Data records
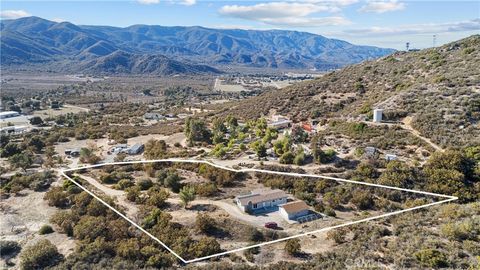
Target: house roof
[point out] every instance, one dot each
(258, 196)
(294, 207)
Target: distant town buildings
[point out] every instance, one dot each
(135, 149)
(153, 116)
(294, 210)
(9, 114)
(259, 200)
(377, 115)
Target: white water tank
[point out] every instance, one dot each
(377, 115)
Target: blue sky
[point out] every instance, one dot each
(385, 23)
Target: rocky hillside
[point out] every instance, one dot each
(32, 40)
(438, 88)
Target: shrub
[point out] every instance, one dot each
(123, 184)
(287, 158)
(45, 229)
(9, 248)
(431, 258)
(205, 224)
(330, 212)
(206, 189)
(337, 235)
(39, 256)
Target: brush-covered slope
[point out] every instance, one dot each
(439, 88)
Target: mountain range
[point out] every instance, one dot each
(150, 49)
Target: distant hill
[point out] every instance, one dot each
(439, 88)
(35, 40)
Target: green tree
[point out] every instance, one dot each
(287, 158)
(39, 255)
(205, 224)
(172, 181)
(397, 174)
(155, 149)
(196, 131)
(36, 121)
(187, 195)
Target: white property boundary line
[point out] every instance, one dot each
(447, 199)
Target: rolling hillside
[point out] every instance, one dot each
(438, 88)
(35, 40)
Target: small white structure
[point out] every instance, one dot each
(153, 116)
(390, 157)
(9, 114)
(279, 122)
(259, 200)
(294, 210)
(377, 115)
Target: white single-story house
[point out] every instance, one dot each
(261, 199)
(294, 210)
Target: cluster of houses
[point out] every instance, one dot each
(270, 200)
(135, 149)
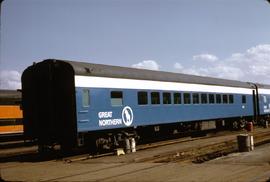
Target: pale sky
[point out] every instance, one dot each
(220, 38)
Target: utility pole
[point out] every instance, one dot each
(0, 45)
(0, 33)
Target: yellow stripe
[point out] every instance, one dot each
(10, 112)
(11, 129)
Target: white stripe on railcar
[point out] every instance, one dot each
(121, 83)
(263, 91)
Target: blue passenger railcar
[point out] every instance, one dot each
(74, 103)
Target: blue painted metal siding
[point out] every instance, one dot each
(88, 117)
(264, 104)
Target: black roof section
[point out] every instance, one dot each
(10, 97)
(90, 69)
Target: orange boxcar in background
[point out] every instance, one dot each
(10, 112)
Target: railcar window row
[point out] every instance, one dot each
(188, 98)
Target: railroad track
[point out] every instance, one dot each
(199, 155)
(202, 153)
(206, 152)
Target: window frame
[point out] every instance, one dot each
(142, 98)
(184, 98)
(202, 98)
(218, 99)
(197, 98)
(179, 98)
(152, 103)
(165, 95)
(84, 99)
(114, 98)
(213, 99)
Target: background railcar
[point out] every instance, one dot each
(74, 103)
(10, 112)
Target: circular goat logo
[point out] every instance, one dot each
(127, 116)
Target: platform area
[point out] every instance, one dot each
(249, 166)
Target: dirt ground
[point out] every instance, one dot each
(249, 166)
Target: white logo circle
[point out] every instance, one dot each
(127, 116)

-- The request --
Starting from the line containing "Target: blue painted metal siding", repeat each line through the end of the entries, exactly.

-- Reply --
Target: blue painted metal siding
[point out] every instance, one dot each
(88, 117)
(264, 104)
Target: black roof section
[point out] every instance, one dot each
(10, 97)
(90, 69)
Target: orange boxcar in background
[point out] every instance, one dot each
(10, 112)
Target: railcar window row
[point out] every instance, one dot each
(188, 98)
Target: railroad track
[point out] every instance, one dot each
(199, 155)
(202, 153)
(206, 152)
Target: window frame
[point out] every instance, one dot each
(142, 98)
(184, 98)
(202, 98)
(218, 99)
(197, 98)
(179, 98)
(152, 103)
(165, 95)
(84, 99)
(114, 98)
(213, 99)
Target: background railcar
[point out] every instance, one dot each
(74, 103)
(10, 112)
Target: circular goat logo
[point out] every instance, one dot each
(127, 116)
Target: platform area
[point out] every instance, one dot each
(249, 166)
Target: dirt ground
[point out] every instance, one dot each
(249, 166)
Target: white logo circle
[point out] every instance, one dot each
(127, 116)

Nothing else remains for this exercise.